■ **SELECTED TEXT**:
Covance (CVD) reported earnings per share (EPS) of 69 cents per share in the third quarter of 2012, up from the year-ago quarter EPS of 67 cents. The result included losses from facilities in wind-down, restructuring costs and other charges and favorable income tax developments. However, excluding the impact of the one-time items from both the periods, adjusted EPS in the reported quarter came in at 72 cents, beating the Zacks Consensus Estimate of 67 cents as well as surpassing the third quarter 2011 adjusted EPS by a penny. However, adjusted EPS was in line with the company’s guidance. Net revenue in the third quarter edged up 0.3% to $544.8 million, but missed the Zacks Consensus Estimate of $548 million.
The company primarily derives its revenues from two segments, Early Development and Late-Stage Development. Proforma revenues from Early Development declined 9.3% year over year to $217.8 million during the quarter, mainly due to a decline in toxicology, research products and clinical pharmacology, sale of environmental services (which contributed $2.0 million in quarterly revenue) and the inclusion of the Chandler, Honolulu and Basel sites in the year-ago results. Also unfavorable currency movement had a negative impact of 90 basis points (bps) on year-over-year sales comparisons.
However, proforma revenues increased 1.1% on a sequential basis (in line with the guidance), mainly on the back of a rebound in toxicology combined with a faster-than-expected increase in savings from cost reduction actions, which more than offset a disappointing clinical pharmacology performance.

Stored entries:

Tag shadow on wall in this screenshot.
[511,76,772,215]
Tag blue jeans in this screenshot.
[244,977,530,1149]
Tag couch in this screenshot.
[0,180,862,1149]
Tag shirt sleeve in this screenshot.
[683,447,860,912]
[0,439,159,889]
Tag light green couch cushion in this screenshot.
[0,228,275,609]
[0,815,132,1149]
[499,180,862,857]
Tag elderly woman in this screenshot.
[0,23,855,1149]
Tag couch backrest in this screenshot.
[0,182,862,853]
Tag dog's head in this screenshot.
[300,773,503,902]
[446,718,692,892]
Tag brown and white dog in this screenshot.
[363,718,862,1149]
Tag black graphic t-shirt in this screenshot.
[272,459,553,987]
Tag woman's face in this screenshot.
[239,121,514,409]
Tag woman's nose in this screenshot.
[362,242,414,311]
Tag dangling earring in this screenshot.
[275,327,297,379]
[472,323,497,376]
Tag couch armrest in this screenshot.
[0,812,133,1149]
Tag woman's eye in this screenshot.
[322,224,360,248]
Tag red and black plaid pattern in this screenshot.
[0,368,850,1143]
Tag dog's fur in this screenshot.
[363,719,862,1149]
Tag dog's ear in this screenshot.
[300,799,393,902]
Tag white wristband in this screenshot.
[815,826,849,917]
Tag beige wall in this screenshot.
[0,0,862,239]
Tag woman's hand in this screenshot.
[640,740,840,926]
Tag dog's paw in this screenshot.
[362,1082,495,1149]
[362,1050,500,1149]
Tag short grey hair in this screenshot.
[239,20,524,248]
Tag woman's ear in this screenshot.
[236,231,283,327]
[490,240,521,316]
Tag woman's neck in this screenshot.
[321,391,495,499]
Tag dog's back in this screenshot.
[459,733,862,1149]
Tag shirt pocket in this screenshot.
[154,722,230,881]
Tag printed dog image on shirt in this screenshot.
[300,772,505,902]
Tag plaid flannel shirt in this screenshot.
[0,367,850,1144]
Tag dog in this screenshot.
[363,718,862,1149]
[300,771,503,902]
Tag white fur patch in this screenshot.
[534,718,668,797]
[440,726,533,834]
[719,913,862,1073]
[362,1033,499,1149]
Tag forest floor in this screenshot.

■ **TASK DIRECTIONS**:
Rewrite the part of the Covance earnings report starting at "Covance (CVD) reported" and ending at "of $548 million.", putting "analyst consensus estimate" in place of "Zacks Consensus Estimate". Please rely only on the Covance earnings report.

■ **SOLUTION TO THIS TASK**:
Covance (CVD) reported earnings per share (EPS) of 69 cents per share in the third quarter of 2012, up from the year-ago quarter EPS of 67 cents. The result included losses from facilities in wind-down, restructuring costs and other charges and favorable income tax developments. However, excluding the impact of the one-time items from both the periods, adjusted EPS in the reported quarter came in at 72 cents, beating the analyst consensus estimate of 67 cents as well as surpassing the third quarter 2011 adjusted EPS by a penny. However, adjusted EPS was in line with the company’s guidance. Net revenue in the third quarter edged up 0.3% to $544.8 million, but missed the analyst consensus estimate of $548 million.